INSTRUCTIONS TO FOLLOW
Return each line of the data below that contains the string "thin".
START DATASET
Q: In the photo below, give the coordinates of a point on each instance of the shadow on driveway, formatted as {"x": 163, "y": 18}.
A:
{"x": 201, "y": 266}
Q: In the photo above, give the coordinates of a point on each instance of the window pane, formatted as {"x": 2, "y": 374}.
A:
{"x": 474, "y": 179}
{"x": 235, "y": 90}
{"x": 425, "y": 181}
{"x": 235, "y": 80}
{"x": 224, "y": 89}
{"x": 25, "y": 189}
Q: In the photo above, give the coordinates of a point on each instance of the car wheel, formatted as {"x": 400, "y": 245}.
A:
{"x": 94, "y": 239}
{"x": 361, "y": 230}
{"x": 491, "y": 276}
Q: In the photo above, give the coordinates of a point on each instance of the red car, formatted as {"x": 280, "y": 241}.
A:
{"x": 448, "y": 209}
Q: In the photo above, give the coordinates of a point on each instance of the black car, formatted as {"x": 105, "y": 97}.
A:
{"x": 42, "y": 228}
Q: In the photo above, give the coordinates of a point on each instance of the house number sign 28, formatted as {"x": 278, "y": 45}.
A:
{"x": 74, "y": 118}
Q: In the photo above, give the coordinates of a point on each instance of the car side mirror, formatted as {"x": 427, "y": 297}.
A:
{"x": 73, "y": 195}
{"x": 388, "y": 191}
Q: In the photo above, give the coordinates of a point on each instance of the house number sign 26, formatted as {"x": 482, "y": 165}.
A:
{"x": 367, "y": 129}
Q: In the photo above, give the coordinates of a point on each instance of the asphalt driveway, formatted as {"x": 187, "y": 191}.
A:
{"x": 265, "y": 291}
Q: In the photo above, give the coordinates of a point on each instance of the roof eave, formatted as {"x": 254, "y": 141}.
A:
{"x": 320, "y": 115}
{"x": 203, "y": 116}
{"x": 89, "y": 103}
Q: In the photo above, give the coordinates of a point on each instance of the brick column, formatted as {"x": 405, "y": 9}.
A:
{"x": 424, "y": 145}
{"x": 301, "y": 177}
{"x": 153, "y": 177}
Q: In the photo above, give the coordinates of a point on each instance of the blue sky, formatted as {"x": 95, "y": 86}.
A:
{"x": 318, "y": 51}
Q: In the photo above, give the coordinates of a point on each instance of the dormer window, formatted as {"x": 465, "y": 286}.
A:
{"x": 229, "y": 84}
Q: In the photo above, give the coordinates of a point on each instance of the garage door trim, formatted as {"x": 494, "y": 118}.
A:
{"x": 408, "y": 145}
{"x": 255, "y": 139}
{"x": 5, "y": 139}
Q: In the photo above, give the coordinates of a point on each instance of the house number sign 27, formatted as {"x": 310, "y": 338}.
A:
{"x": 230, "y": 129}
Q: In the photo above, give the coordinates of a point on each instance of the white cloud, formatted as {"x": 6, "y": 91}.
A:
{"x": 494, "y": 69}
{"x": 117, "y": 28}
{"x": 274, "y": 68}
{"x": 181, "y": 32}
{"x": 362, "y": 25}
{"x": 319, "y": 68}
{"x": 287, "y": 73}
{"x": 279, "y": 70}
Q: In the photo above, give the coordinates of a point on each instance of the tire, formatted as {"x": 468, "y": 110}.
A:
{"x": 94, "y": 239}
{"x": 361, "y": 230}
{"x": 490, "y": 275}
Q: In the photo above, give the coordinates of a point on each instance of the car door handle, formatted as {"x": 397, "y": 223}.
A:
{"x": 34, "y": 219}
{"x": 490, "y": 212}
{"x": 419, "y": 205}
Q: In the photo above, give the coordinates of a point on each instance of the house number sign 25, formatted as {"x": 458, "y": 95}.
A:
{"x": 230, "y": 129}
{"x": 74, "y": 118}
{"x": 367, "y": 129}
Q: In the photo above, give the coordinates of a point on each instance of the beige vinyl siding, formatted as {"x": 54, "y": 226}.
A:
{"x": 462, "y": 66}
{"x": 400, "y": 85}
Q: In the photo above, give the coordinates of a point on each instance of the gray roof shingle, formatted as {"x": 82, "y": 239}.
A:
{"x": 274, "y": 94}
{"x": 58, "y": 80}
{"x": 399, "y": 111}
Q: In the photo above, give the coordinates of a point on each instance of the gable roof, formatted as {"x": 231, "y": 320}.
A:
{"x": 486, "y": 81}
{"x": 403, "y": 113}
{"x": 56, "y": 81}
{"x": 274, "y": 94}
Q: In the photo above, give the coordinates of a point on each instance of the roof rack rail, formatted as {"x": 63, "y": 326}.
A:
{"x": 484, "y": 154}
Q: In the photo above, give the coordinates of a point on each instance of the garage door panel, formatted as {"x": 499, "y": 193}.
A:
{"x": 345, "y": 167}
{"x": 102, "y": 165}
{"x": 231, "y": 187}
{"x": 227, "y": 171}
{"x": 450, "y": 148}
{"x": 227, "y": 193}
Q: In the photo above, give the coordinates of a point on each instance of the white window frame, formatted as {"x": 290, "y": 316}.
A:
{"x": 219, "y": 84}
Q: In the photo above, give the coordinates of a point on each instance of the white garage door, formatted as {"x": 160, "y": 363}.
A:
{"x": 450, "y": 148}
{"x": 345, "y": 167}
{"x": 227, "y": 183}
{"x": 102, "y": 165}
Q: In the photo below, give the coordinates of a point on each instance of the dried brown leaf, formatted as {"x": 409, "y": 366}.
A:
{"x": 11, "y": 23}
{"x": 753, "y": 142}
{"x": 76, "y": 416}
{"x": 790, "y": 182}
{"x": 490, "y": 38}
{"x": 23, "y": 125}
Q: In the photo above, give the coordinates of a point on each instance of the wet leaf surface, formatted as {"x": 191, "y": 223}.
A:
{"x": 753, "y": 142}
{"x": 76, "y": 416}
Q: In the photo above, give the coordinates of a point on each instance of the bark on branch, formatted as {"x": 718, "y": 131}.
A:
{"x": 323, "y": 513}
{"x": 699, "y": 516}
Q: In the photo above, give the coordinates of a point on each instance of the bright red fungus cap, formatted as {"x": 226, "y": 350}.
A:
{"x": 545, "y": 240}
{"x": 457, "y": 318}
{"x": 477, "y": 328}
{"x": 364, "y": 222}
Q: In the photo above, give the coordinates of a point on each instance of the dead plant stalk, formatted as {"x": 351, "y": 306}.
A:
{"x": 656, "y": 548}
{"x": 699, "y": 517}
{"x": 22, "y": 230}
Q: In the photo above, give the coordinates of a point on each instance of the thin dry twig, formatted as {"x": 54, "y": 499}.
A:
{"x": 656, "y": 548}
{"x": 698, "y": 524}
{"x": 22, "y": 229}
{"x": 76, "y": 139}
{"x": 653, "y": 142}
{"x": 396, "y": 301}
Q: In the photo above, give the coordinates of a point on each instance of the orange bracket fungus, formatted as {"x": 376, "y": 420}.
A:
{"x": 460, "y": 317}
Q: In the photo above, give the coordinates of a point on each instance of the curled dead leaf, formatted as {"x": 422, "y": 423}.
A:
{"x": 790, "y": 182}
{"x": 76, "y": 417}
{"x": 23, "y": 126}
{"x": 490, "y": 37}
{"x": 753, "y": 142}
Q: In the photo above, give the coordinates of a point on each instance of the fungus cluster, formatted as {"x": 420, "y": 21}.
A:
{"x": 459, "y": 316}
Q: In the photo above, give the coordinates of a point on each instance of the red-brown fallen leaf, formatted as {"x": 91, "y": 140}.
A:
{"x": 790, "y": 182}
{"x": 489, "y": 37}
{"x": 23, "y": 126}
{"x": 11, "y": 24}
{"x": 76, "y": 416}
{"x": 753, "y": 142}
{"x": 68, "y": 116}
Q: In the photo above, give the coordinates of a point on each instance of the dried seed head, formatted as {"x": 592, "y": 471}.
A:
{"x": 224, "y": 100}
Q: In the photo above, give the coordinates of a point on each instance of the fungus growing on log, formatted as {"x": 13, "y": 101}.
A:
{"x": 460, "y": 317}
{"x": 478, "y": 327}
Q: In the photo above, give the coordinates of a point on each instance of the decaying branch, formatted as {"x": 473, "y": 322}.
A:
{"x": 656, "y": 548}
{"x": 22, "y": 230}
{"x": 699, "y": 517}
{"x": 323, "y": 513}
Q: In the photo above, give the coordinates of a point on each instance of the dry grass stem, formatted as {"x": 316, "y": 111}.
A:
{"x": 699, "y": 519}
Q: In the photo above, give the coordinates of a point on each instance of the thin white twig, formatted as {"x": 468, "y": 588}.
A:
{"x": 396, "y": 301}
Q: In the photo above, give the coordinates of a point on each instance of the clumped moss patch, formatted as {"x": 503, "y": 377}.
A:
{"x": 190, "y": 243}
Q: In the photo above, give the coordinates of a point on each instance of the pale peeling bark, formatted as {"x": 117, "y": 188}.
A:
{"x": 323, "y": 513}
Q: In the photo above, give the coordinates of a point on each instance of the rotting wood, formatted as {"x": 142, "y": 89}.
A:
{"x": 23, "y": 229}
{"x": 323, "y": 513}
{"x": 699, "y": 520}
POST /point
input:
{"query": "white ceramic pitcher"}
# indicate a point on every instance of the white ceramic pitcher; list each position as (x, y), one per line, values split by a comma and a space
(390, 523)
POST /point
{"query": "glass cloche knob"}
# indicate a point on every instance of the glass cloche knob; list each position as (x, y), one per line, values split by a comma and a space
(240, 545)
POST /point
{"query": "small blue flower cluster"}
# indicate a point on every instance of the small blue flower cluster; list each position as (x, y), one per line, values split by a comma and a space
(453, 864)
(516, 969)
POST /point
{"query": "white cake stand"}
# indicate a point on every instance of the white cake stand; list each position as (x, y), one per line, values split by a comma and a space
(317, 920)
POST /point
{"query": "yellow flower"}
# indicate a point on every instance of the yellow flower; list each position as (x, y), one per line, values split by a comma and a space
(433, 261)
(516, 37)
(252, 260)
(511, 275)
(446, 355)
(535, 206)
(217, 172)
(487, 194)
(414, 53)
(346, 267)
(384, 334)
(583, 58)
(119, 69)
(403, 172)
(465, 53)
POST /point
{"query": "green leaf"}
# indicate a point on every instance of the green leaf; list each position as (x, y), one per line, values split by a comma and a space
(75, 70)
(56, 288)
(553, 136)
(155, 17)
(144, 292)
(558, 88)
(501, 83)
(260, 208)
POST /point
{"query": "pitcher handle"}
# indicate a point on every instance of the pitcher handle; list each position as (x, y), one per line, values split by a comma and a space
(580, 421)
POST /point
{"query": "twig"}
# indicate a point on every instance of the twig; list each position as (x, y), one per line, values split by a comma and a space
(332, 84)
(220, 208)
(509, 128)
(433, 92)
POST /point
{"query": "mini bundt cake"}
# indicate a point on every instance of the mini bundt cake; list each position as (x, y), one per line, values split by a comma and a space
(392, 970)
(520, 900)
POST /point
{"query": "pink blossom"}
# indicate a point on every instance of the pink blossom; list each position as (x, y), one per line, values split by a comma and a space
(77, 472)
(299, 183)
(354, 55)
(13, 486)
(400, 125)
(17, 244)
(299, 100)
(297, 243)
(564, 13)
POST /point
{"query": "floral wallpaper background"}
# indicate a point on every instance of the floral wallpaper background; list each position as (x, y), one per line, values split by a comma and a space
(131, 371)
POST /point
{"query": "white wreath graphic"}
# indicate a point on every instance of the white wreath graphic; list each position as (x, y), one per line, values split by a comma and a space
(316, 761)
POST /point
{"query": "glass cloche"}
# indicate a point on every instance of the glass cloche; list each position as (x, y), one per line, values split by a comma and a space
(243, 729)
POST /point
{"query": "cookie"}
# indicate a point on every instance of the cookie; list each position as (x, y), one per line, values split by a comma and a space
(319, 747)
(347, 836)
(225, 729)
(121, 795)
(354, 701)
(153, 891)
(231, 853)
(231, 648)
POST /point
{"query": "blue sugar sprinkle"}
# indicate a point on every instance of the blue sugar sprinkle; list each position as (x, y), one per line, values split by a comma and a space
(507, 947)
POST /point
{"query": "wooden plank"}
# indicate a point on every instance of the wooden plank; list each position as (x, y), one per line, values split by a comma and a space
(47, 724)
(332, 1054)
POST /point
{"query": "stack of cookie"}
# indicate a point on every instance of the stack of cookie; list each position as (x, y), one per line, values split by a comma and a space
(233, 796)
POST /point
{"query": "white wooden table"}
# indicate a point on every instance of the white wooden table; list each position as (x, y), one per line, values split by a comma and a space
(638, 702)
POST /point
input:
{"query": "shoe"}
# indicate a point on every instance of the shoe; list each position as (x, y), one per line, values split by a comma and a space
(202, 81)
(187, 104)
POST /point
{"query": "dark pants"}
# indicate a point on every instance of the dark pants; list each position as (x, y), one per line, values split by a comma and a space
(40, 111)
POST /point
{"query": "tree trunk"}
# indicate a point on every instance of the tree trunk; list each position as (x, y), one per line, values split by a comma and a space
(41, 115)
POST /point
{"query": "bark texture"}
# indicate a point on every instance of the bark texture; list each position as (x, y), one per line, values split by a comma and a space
END DATASET
TASK OUTPUT
Q: In the photo above, give the coordinates of a point on each instance of the thin dry twig, formatted as {"x": 54, "y": 499}.
Q: In the photo above, give the coordinates of a point on each instance of the thin white twig, formatted as {"x": 468, "y": 588}.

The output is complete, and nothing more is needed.